SUPPLIED MATERIAL: Begin

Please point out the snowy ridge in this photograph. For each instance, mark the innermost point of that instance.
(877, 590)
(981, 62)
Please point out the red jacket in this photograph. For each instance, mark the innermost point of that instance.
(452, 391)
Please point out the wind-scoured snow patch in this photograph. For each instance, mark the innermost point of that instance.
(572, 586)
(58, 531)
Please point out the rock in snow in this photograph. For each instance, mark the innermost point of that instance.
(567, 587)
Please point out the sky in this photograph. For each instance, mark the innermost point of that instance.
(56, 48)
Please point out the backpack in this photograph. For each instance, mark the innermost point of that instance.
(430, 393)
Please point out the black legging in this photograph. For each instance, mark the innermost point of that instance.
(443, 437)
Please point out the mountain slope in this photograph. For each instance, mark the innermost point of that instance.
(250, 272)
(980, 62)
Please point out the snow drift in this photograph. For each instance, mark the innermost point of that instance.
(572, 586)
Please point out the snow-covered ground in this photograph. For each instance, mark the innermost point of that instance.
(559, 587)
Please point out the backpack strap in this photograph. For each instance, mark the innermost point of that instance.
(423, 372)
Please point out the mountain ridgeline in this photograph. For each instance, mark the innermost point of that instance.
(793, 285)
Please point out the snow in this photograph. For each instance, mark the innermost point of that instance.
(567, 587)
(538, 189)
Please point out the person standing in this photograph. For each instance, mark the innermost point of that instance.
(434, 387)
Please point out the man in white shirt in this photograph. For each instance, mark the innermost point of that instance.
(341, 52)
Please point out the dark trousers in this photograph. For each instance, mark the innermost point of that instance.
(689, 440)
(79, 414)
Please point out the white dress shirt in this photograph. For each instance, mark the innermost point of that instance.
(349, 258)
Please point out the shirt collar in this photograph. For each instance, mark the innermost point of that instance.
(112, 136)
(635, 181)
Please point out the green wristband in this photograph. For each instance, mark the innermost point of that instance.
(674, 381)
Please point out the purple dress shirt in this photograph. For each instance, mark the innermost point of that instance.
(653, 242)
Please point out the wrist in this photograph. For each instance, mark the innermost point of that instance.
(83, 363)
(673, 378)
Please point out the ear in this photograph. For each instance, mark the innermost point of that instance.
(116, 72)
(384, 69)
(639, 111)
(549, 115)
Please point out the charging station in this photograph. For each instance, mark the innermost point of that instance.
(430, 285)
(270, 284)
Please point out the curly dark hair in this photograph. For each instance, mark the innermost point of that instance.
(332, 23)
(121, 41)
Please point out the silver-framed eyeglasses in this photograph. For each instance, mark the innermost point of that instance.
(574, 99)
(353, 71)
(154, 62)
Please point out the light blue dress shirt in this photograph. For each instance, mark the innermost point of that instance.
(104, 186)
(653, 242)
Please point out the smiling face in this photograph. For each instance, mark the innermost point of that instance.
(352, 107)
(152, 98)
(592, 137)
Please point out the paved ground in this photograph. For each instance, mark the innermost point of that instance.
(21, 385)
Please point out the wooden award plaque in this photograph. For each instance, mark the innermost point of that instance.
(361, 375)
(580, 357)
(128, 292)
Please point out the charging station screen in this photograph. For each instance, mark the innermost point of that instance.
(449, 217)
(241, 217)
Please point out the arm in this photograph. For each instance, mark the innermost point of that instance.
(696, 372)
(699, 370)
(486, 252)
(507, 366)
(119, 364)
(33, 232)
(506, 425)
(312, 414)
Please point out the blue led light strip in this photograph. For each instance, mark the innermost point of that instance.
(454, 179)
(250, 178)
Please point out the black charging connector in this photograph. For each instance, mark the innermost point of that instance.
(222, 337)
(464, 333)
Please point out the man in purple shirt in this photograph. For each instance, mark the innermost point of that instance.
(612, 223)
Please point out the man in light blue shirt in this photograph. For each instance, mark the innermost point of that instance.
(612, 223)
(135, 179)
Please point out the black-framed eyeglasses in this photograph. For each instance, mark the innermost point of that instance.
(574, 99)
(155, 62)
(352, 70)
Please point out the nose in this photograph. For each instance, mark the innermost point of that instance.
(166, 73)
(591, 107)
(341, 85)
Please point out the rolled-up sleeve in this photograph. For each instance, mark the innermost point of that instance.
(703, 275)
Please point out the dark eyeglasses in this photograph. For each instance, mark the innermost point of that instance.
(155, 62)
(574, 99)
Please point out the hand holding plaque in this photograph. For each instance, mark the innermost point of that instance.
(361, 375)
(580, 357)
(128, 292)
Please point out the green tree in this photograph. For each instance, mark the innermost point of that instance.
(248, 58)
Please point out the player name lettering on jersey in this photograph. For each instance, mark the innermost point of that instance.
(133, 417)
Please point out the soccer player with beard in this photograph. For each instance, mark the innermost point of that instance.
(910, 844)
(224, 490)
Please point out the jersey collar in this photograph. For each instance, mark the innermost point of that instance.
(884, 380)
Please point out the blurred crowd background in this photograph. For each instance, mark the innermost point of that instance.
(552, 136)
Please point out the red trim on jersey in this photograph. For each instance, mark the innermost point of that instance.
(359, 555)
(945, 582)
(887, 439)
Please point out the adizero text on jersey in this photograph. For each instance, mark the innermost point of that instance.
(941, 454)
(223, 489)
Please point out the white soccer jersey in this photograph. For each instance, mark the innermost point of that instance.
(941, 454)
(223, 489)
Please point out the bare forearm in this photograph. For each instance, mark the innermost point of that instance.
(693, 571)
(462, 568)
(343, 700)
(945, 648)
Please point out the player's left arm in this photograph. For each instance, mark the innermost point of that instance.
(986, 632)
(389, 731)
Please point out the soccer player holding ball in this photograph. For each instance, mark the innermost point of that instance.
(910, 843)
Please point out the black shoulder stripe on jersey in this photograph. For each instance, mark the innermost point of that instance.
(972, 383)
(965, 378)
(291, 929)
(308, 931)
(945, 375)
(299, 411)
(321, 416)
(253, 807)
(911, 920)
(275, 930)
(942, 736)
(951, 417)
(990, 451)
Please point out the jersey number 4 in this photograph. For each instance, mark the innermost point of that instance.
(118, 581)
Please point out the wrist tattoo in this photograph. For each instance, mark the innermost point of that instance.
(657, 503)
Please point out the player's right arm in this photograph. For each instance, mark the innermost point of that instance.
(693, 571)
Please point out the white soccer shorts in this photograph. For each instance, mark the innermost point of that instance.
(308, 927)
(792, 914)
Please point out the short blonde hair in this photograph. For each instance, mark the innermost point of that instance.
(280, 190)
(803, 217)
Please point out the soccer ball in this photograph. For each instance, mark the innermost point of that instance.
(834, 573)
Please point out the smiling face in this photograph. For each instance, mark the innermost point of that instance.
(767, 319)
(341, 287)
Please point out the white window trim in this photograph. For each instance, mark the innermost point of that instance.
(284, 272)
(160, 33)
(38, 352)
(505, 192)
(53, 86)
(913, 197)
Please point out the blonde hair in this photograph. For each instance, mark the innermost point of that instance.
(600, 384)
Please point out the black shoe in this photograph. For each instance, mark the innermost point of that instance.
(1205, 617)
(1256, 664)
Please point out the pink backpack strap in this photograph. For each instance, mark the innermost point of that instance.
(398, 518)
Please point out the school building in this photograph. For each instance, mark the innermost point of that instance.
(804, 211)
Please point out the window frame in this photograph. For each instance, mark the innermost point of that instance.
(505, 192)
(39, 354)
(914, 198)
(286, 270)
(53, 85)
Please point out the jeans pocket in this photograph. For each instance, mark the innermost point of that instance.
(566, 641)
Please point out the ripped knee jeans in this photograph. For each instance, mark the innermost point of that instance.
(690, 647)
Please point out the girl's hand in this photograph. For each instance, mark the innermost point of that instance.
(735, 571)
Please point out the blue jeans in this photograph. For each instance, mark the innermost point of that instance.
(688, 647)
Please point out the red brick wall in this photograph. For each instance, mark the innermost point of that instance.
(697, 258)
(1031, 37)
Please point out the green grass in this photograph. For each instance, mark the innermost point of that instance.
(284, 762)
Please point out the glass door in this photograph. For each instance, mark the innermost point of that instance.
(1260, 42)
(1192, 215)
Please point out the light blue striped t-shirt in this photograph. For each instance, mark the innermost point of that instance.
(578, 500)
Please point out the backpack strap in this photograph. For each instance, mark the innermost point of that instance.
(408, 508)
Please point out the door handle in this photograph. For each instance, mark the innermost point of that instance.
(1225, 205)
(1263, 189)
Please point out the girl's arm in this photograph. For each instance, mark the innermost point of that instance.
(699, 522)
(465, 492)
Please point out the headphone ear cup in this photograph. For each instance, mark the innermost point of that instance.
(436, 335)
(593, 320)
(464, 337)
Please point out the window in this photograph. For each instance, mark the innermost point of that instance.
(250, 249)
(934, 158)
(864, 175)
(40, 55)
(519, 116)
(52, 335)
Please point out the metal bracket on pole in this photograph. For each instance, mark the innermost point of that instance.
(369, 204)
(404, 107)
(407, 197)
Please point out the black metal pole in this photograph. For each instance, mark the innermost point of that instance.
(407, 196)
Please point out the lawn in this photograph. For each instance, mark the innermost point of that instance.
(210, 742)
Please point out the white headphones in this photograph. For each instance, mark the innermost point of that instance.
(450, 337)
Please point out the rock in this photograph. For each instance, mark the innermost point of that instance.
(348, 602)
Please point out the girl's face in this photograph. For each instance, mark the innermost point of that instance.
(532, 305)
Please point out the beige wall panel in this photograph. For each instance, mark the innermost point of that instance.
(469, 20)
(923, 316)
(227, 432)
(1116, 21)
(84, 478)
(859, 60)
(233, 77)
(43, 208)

SUPPLIED MATERIAL: End

REQUIRED ACTION:
Nothing but the lines from the one with "Please point out the beige" through the final line of the records may appear in the answer, and each must be transcribed exactly.

COMPLETED TASK:
Please point out the beige wall panel in this photograph. For each instance, mark the innermost point of that instance.
(469, 20)
(923, 316)
(227, 432)
(1116, 21)
(84, 478)
(859, 60)
(233, 77)
(43, 208)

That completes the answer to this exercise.